■ **WHAT TO DO**:
Report in full each line of the records below that contains the word "green".

==== EXERCISE INPUTS ====

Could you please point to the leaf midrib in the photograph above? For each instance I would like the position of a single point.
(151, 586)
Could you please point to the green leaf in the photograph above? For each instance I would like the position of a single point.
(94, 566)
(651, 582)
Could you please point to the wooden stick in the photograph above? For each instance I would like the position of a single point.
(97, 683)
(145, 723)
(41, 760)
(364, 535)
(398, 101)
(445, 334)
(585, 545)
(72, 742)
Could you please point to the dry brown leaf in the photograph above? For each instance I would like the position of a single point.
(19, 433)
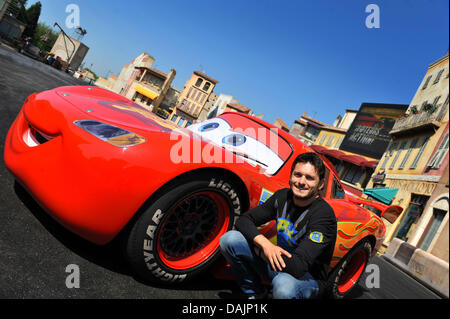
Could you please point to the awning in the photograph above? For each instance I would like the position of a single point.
(354, 159)
(383, 194)
(146, 92)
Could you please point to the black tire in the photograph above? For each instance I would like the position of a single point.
(348, 271)
(177, 237)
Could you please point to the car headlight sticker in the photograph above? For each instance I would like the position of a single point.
(111, 134)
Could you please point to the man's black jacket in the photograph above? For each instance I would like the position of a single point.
(308, 233)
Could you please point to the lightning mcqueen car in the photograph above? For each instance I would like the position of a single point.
(105, 167)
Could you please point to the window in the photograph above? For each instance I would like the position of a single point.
(322, 139)
(426, 82)
(438, 217)
(339, 142)
(436, 100)
(443, 109)
(353, 175)
(323, 191)
(203, 98)
(388, 154)
(411, 147)
(198, 96)
(337, 191)
(422, 148)
(423, 105)
(330, 140)
(438, 157)
(400, 150)
(199, 82)
(206, 86)
(189, 92)
(438, 77)
(411, 216)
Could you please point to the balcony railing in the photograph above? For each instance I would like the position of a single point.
(420, 120)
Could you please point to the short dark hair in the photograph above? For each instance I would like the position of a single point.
(314, 160)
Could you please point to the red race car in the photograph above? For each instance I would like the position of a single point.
(103, 166)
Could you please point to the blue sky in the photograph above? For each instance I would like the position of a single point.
(279, 58)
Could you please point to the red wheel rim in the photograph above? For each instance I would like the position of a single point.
(191, 231)
(354, 271)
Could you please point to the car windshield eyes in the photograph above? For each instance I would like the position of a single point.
(209, 127)
(101, 130)
(234, 139)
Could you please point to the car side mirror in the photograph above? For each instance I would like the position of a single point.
(391, 213)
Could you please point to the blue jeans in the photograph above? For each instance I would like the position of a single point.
(249, 269)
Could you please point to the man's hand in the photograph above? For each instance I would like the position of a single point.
(272, 253)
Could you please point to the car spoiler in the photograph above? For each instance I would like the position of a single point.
(388, 212)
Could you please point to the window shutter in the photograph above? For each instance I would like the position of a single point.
(438, 157)
(416, 160)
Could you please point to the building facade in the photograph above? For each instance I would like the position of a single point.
(148, 87)
(193, 98)
(221, 103)
(70, 50)
(128, 72)
(417, 156)
(306, 129)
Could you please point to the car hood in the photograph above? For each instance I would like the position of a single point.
(101, 104)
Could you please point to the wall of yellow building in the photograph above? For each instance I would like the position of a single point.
(327, 134)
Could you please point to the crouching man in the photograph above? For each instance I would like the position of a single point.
(297, 265)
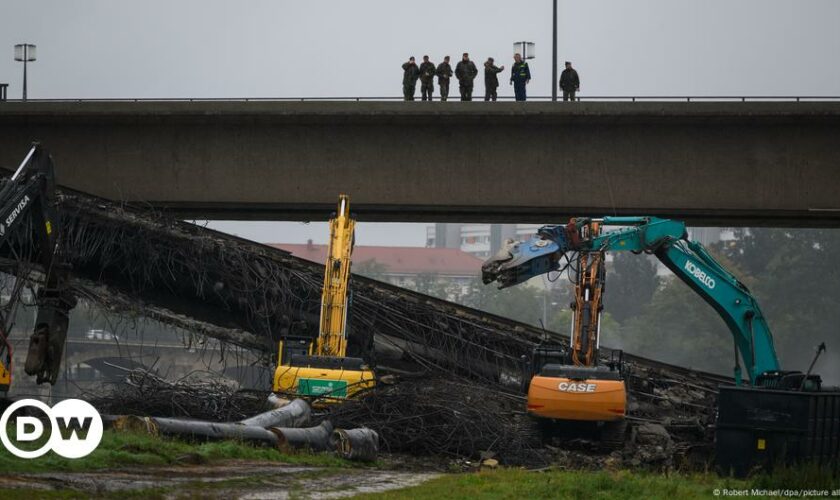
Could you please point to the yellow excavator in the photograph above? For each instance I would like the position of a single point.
(319, 367)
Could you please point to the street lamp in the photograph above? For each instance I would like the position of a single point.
(24, 52)
(525, 49)
(554, 53)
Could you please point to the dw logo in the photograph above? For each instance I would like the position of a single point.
(75, 428)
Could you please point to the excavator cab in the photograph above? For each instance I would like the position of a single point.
(317, 366)
(570, 384)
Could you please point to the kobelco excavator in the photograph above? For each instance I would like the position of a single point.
(770, 419)
(319, 367)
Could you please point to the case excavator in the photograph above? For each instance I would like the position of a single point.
(773, 416)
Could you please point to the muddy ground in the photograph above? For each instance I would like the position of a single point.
(229, 480)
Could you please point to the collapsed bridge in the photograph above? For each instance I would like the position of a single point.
(135, 261)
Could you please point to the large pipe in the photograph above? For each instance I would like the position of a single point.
(197, 429)
(316, 438)
(356, 444)
(294, 414)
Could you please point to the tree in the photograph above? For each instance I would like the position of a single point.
(630, 286)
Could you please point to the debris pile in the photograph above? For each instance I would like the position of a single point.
(434, 417)
(201, 396)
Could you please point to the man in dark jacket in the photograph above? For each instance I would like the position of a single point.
(491, 80)
(444, 73)
(410, 74)
(427, 79)
(569, 82)
(466, 73)
(520, 75)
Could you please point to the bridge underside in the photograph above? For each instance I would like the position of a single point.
(709, 163)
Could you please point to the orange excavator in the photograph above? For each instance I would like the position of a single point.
(570, 384)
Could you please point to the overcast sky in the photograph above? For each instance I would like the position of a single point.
(207, 48)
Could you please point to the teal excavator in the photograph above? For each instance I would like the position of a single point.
(776, 415)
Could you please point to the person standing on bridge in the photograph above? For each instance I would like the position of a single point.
(466, 73)
(444, 73)
(410, 74)
(427, 79)
(491, 80)
(520, 75)
(569, 82)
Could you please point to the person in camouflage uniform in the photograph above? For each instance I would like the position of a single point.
(410, 74)
(491, 80)
(466, 73)
(427, 79)
(520, 75)
(444, 73)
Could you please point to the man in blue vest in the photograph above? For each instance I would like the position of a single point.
(520, 75)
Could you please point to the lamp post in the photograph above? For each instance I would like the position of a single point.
(554, 53)
(526, 49)
(24, 52)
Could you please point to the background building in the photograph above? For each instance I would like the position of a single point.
(402, 266)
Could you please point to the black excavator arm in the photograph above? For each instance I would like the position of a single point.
(29, 195)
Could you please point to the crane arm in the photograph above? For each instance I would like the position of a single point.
(549, 251)
(332, 339)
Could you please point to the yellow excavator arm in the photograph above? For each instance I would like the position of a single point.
(332, 338)
(319, 367)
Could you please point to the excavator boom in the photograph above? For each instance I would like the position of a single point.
(29, 195)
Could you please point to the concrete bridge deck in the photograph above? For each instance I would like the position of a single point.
(720, 163)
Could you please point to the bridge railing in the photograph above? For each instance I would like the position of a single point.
(580, 98)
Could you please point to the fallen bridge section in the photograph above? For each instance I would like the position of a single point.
(711, 163)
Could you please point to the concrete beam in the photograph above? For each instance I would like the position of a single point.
(721, 163)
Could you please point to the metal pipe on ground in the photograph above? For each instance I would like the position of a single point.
(356, 444)
(316, 438)
(197, 429)
(294, 414)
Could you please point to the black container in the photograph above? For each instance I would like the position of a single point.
(762, 428)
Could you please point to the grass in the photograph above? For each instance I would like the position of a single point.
(518, 483)
(129, 449)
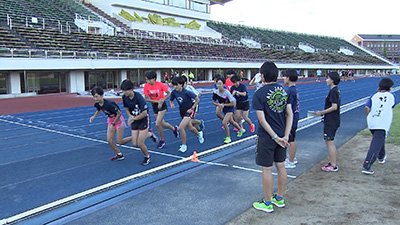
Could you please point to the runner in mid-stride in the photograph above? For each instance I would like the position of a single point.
(154, 93)
(115, 119)
(136, 109)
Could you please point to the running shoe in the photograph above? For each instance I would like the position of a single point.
(330, 168)
(252, 128)
(182, 148)
(117, 157)
(146, 161)
(176, 131)
(382, 161)
(289, 165)
(161, 144)
(227, 140)
(367, 171)
(263, 207)
(201, 137)
(223, 128)
(153, 136)
(202, 125)
(278, 203)
(241, 132)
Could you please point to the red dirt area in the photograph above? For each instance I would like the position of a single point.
(45, 102)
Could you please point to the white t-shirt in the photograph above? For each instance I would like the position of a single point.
(381, 110)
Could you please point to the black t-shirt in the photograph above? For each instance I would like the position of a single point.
(332, 118)
(136, 105)
(272, 99)
(110, 108)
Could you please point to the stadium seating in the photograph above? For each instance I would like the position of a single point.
(279, 46)
(53, 12)
(280, 38)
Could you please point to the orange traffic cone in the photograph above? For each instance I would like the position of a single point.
(194, 157)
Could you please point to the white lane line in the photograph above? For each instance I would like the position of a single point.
(85, 138)
(128, 178)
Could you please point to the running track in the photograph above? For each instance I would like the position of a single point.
(50, 155)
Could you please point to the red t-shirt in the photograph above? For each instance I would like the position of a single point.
(156, 91)
(228, 84)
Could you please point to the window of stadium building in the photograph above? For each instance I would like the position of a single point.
(3, 83)
(44, 82)
(199, 6)
(178, 3)
(137, 77)
(157, 1)
(103, 79)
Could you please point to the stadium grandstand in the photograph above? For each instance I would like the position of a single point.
(68, 46)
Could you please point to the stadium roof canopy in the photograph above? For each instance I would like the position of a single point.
(221, 2)
(379, 36)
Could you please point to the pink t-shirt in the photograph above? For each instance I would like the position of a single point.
(156, 91)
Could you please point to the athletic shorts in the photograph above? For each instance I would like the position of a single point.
(245, 106)
(268, 151)
(228, 109)
(330, 132)
(117, 125)
(156, 109)
(292, 135)
(142, 124)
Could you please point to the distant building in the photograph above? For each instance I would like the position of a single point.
(379, 43)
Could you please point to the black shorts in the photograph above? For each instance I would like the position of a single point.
(292, 135)
(228, 109)
(156, 109)
(330, 132)
(183, 112)
(142, 124)
(245, 106)
(268, 151)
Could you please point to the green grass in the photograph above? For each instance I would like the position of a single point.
(394, 133)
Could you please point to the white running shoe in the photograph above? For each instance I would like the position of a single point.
(182, 148)
(290, 165)
(382, 161)
(201, 137)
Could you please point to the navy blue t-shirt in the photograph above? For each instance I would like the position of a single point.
(294, 101)
(272, 99)
(241, 88)
(136, 105)
(332, 118)
(110, 108)
(184, 98)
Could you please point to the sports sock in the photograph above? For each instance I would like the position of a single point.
(278, 198)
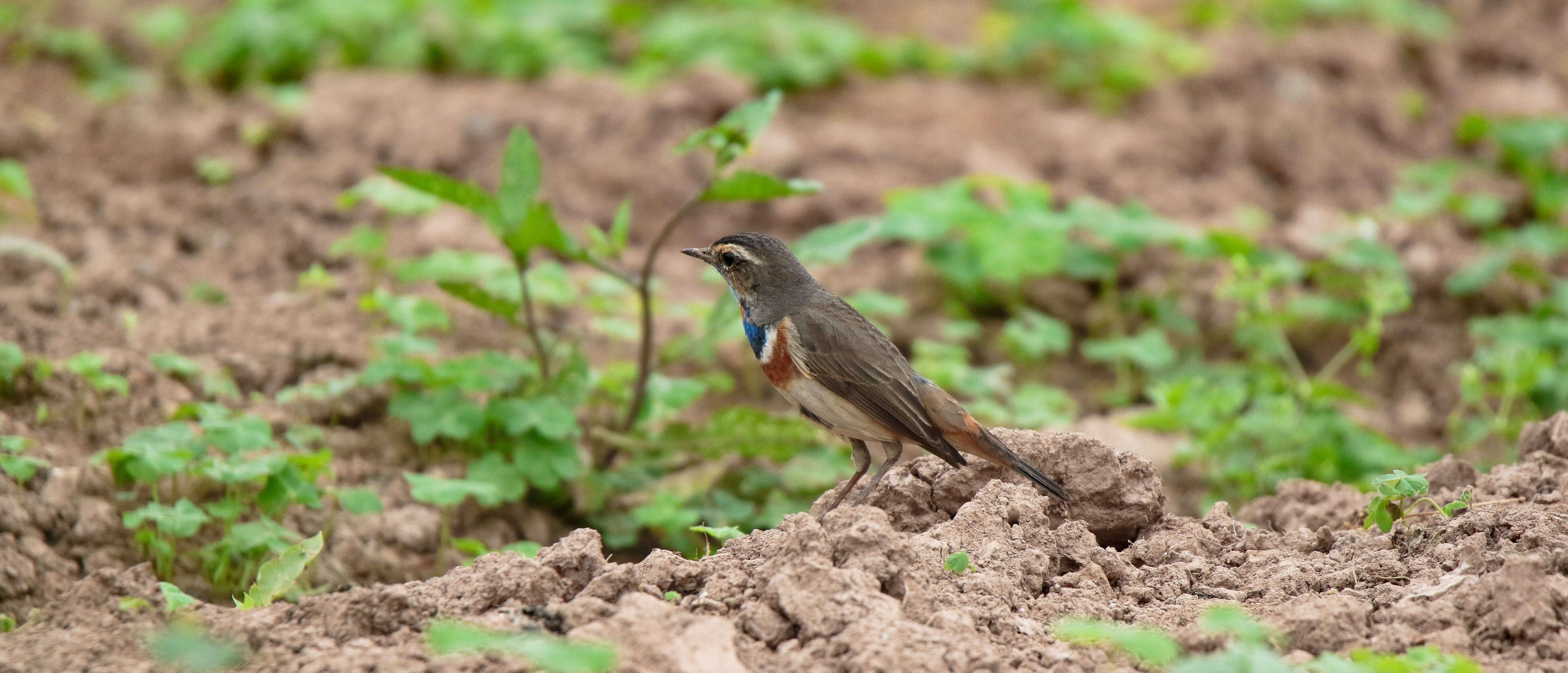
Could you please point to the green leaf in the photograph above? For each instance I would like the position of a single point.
(394, 197)
(1150, 647)
(753, 186)
(280, 575)
(187, 649)
(507, 482)
(520, 178)
(1031, 335)
(360, 501)
(181, 522)
(722, 534)
(441, 413)
(835, 244)
(449, 492)
(622, 228)
(12, 362)
(175, 364)
(1148, 349)
(543, 652)
(540, 228)
(173, 598)
(546, 415)
(463, 195)
(363, 241)
(13, 180)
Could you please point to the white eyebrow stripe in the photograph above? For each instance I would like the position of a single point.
(742, 253)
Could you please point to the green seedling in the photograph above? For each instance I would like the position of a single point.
(215, 172)
(1396, 490)
(16, 186)
(959, 564)
(208, 294)
(280, 575)
(186, 647)
(13, 463)
(1250, 647)
(543, 652)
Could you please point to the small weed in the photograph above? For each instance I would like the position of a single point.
(208, 294)
(1250, 647)
(548, 653)
(13, 463)
(214, 172)
(959, 564)
(1395, 490)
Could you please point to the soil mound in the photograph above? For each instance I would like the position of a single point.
(866, 589)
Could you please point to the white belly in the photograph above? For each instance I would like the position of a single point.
(836, 413)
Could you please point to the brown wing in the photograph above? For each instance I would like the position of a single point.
(846, 354)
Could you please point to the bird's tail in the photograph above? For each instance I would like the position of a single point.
(979, 442)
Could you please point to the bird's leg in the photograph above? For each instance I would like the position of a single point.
(863, 460)
(893, 449)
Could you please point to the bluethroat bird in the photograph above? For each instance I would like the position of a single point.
(843, 372)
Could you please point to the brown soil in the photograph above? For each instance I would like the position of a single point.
(866, 589)
(1302, 128)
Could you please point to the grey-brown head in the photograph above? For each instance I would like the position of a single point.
(761, 272)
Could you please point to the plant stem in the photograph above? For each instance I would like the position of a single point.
(645, 349)
(529, 324)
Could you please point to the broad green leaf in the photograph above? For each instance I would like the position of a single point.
(438, 413)
(173, 598)
(548, 653)
(280, 575)
(363, 241)
(449, 492)
(183, 520)
(722, 534)
(520, 178)
(396, 198)
(12, 362)
(507, 482)
(465, 195)
(540, 228)
(545, 415)
(753, 186)
(13, 180)
(1148, 349)
(1031, 335)
(360, 501)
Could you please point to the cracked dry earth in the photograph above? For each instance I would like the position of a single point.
(866, 589)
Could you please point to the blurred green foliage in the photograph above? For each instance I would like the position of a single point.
(1250, 413)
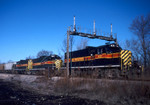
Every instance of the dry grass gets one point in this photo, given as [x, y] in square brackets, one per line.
[105, 90]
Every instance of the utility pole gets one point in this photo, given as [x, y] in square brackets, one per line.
[67, 65]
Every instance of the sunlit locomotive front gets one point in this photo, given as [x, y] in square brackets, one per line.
[107, 60]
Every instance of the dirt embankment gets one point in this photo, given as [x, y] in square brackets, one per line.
[112, 92]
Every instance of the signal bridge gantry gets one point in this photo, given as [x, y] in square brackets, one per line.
[82, 34]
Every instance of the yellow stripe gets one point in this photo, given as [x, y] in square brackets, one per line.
[123, 53]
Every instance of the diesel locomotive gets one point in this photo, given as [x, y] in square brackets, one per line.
[107, 60]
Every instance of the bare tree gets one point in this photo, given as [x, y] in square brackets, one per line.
[141, 28]
[83, 43]
[30, 57]
[44, 53]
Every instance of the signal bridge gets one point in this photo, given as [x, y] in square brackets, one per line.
[82, 34]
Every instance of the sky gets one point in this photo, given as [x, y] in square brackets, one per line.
[29, 26]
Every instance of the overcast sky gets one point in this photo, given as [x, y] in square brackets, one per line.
[28, 26]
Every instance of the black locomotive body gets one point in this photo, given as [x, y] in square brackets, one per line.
[43, 62]
[96, 57]
[106, 58]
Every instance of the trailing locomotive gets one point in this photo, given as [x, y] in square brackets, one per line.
[107, 60]
[43, 62]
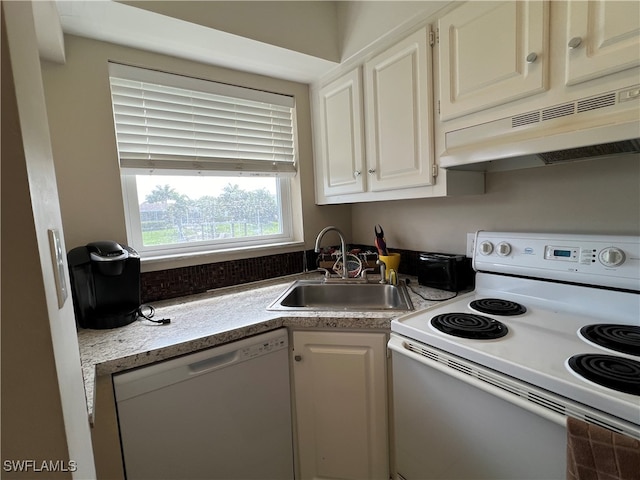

====

■ **ANSWER TO THE EXERCISE**:
Could you please point to the green leaf in the photograph above? For each instance I would like the position of a single point.
Could you please point to the green grass in the photograph above? For each instance I would like the position of a single point.
Could you please point to the green leaf in the photograph above? For each instance I would like the position of a single point.
Could you please point to the green seedling in the photograph above? For each instance I would like the position of a single point.
Could you please point to the broad green leaf in the photograph above? For each instance I would like the position of a single point.
Could you please point to the blurred green foliage in the photograph above? For each instance I would like the position of a single point.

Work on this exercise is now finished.